● **TEXT PROVIDED**:
Michael Grutchfield took the Job Hunter’s survey on January 7, 2013.
His responses appeared earlier today as I Want to Put My Training to Use.
How long has it been since you got your library degree?
2 and a half years
How many years of library work experience do you have?
about four years
How many years of work experience outside of libraries do you have?
Well, my first job was 24 years ago, though to be honest, I’ve been in and out of school and unemployment, so it’s somewhat less than that
How old are you?
Your Job Hunt
How long did it take you before you found your job?
How many positions did you apply to?
How many interviews did you go on?
What was your work situation while you were job hunting?
Mixed. I started while still in school, was employed part time part of the time, and self-employed part of the time.
Were you volunteering anywhere?
Did you travel for interviews? If so, who paid?
I did travel, and in all cases I paid for it.
Did you decline any offers?
What’s your new job?
I have two now: the first is Reference Librarian for Rogue Community College and the second is Collection Development Librarian for Josephine Community Libraries
Is your job full or part time? Permanent or temporary?
RCC is part time and temporary. JCLI is part time (expanding to full time some of the time) and permanent.
Did you relocate? If so, who paid?
I did, and I paid.
How did you find the listing for your job?
RCC was I think through the Pacific Northwest Library Assc. They were the ones who told me about Josephine.
Did you meet all of the required qualifications? How many of the desired qualifications?
Almost certainly yes to the first question. I don’t recall now, but I’d say at least half of the desired qualifications.
What was the application process like? How many interviews did you do?
RCC: the application was the usual HR online form, followed by a single telephone interview. JCLI had a Word document I had to fill out and print to sign, then scan and send back to them. I had a screening interview with an HR contractor via Skype. Then they set aside a day for interviews in person. I think there were three distinct interviews that day: one by the current collection development librarian (that was more like an informal conversation about collection development and the reality of working here), one by several members of the staff, and one by a couple of members of the board.
How did you prepare for the interview(s)?
I seem to recall that the RCC interview happened within 24 hours of their first contact with me, so there wasn’t much time to prepare! I took some time to look at their website and resources, and to familiarize myself with the school’s website. For Josephine, I had more time, so I looked at their business plan and spent some time going through their catalog to get an idea what they had and where I might find “holes” in the collection.
Did you know anyone in the organization that hired you? If so, how?
Is your job commensurate with your skills, experience and expectations?
For RCC: yes. For Josephine, I’d be inclined to to say that I came in with less experience than would be preferable, but the opportunity for experience was too good to pass up.
Is the pay scale higher or lower than you were looking for?
RCC is higher than I expected per hour, but of course it’s only part time. Josephine is much lower than I’d have taken without the second job.
What do you think was the biggest obstacle in your job hunt? How did you overcome it?

● **SHORT PROBLEM A**:
Answer from the job hunter survey:
(i) What position does the respondent hold at Rogue Community College?
(ii) Through what service did the screening interview with an HR contractor take place?
(iii) Who paid for travel to interviews?
The text and the rows below it were taken from unrelated sources.

● **STORED ROWS**:
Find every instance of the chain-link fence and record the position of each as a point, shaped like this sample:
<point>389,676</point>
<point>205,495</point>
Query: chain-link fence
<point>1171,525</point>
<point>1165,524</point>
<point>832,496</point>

● **SHORT PROBLEM B**: Copy out every line of the rows above, character for character.

● **WRITTEN ANSWER A**:
(i) Reference Librarian
(ii) Skype
(iii) The respondent paid in all cases.

● **WRITTEN ANSWER B**:
Find every instance of the chain-link fence and record the position of each as a point, shaped like this sample:
<point>389,676</point>
<point>205,495</point>
Query: chain-link fence
<point>1171,525</point>
<point>1165,524</point>
<point>832,496</point>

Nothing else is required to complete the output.